What to produce » Every line of the listing must be reproduced as it stands. Leave the images behind.

Given data START

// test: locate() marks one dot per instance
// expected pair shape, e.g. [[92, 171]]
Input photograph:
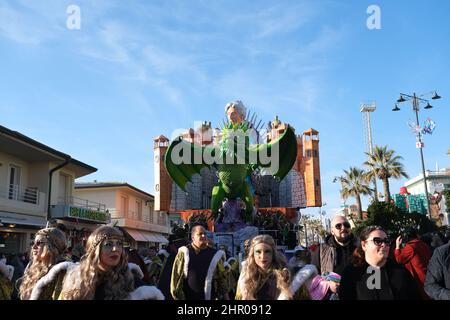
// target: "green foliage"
[[446, 194], [394, 220]]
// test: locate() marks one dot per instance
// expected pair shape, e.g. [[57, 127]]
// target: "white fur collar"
[[305, 273], [136, 270], [146, 293], [209, 276], [7, 270], [185, 251], [163, 252], [49, 277]]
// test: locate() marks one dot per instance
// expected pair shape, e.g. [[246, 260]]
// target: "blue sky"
[[137, 69]]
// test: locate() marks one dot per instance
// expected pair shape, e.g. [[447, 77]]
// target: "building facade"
[[131, 209], [36, 189], [301, 188], [436, 183]]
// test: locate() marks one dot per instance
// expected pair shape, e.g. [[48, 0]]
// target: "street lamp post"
[[416, 100]]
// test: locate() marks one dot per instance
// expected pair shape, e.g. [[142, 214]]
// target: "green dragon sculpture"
[[235, 159]]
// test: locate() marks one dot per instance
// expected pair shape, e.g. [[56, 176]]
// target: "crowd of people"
[[370, 266]]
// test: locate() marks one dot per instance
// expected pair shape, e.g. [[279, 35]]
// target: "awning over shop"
[[155, 237], [21, 219], [146, 236], [136, 235]]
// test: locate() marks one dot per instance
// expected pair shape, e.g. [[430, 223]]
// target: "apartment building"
[[28, 201], [131, 209]]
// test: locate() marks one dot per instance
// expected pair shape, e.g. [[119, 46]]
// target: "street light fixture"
[[416, 100]]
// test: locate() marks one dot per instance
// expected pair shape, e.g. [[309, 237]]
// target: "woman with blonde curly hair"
[[46, 251], [104, 272], [265, 275]]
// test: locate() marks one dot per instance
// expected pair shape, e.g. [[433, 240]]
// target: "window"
[[162, 218], [64, 188], [124, 206], [139, 209], [14, 182]]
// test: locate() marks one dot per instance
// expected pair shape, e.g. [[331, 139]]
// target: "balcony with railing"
[[28, 200], [83, 203], [131, 219]]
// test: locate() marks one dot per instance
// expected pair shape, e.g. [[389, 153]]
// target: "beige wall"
[[111, 197], [106, 197], [6, 160], [56, 186]]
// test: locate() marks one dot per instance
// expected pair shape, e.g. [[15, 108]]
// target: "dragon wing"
[[276, 157], [184, 159]]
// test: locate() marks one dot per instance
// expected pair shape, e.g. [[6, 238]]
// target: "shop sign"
[[86, 214]]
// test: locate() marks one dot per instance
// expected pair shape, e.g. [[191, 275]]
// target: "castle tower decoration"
[[299, 189], [312, 168], [163, 183]]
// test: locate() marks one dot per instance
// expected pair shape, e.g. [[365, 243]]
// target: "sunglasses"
[[345, 224], [108, 245], [379, 241], [37, 243]]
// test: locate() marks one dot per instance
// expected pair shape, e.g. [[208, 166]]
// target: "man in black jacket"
[[336, 252], [437, 282]]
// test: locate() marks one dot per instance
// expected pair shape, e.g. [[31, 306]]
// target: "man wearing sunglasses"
[[336, 252]]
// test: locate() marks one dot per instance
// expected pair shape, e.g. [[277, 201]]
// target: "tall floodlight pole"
[[366, 109], [416, 100]]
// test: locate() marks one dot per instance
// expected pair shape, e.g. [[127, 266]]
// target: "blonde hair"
[[52, 252], [83, 283], [253, 274]]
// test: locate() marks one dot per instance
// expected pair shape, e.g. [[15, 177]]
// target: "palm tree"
[[354, 183], [383, 164]]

Given data END

Exercise output »
// test: locate() marks one dot per instance
// expected pair shape, e.g. [[92, 171]]
Input photograph:
// target: "green foliage"
[[446, 194], [394, 220]]
// test: locate() marks one dot per instance
// expected pair shape, e.g. [[57, 127]]
// target: "white fur collar"
[[305, 273], [136, 270], [146, 293], [209, 276], [7, 270], [185, 251], [163, 252], [49, 277]]
// test: locate() marks one dot per instance
// expected pair shape, e.g. [[246, 260]]
// target: "blue sky"
[[137, 69]]
// test: locate() marks one dot per instance
// expected pair shape, e.g. [[447, 77]]
// target: "building facade"
[[131, 209], [36, 189], [301, 188], [436, 183]]
// test: locate() marks one dot per instance
// expected pair shape, e.g. [[48, 0]]
// target: "street lamp post"
[[416, 100]]
// test: locate() marks one dot per instance
// expected pair shape, e.g. [[142, 214]]
// target: "green dragon sculpture"
[[235, 159]]
// test: locate() marks one dot per instance
// expected pair shape, e.g. [[56, 176]]
// target: "crowd of people"
[[370, 266]]
// test: locate() marks one dot per instance
// expected pair shape, e.g. [[279, 35]]
// target: "awning over shop"
[[155, 237], [21, 219], [146, 236], [136, 235]]
// test: locate() marks one dot per instance
// expected pair shape, e.g. [[430, 223]]
// target: "apartment building"
[[28, 201], [131, 209]]
// test: locate() marks one dot per instance
// expected pair shape, e.g. [[119, 46]]
// target: "street light fixture"
[[416, 100]]
// test: locate() marks one dot per instance
// expected pair shape, e.g. [[309, 237]]
// target: "woman with blonde curly hair"
[[46, 251], [104, 272], [265, 275]]
// test: locate() marks one dot per instance
// expected pair shape, e.g. [[433, 240]]
// target: "window"
[[162, 218], [64, 188], [124, 206], [139, 209], [14, 182]]
// test: locate() marks one dot per instance
// expected pair shape, e.g. [[331, 139]]
// target: "balcony with railing"
[[28, 200], [83, 203], [131, 219]]
// test: locate() marks one dot per instance
// expected pair shape, e.g. [[389, 153]]
// target: "beige wall"
[[111, 197], [106, 197], [6, 160], [56, 186]]
// test: locate() marks one dot per instance
// expected pair shape, e.g. [[15, 108]]
// target: "dragon wing"
[[276, 157], [184, 159]]
// test: locate() marks one dot per instance
// expected pair shape, e.g. [[6, 238]]
// target: "shop sign"
[[86, 214]]
// test: locate() marks one dot per instance
// expected pair shape, e.g. [[191, 275]]
// target: "castle tower decoration"
[[299, 189], [312, 168], [163, 183]]
// test: locate() marks one dot per instance
// expected pair shape, e.g. [[365, 243]]
// target: "sunglasses"
[[345, 224], [108, 245], [379, 241], [37, 243]]
// test: locate() marks one dot per instance
// expected pair shape, e.g. [[208, 166]]
// target: "man in black jacket"
[[336, 252], [437, 282]]
// test: locate() marks one dot per instance
// expected pair shape, e.g. [[31, 306]]
// target: "man wearing sunglasses"
[[336, 252]]
// test: locate() marks one dot per instance
// expected pair shape, e.g. [[277, 201]]
// target: "tall floodlight pole"
[[366, 109], [416, 100]]
// test: locate() marks one dot per instance
// expected pair shape, e.g. [[127, 266]]
// target: "blonde hair"
[[52, 252], [83, 283], [253, 274]]
// test: locate() marks one dot per instance
// expected pair shape, e.g. [[15, 177]]
// target: "palm tree"
[[354, 183], [383, 164]]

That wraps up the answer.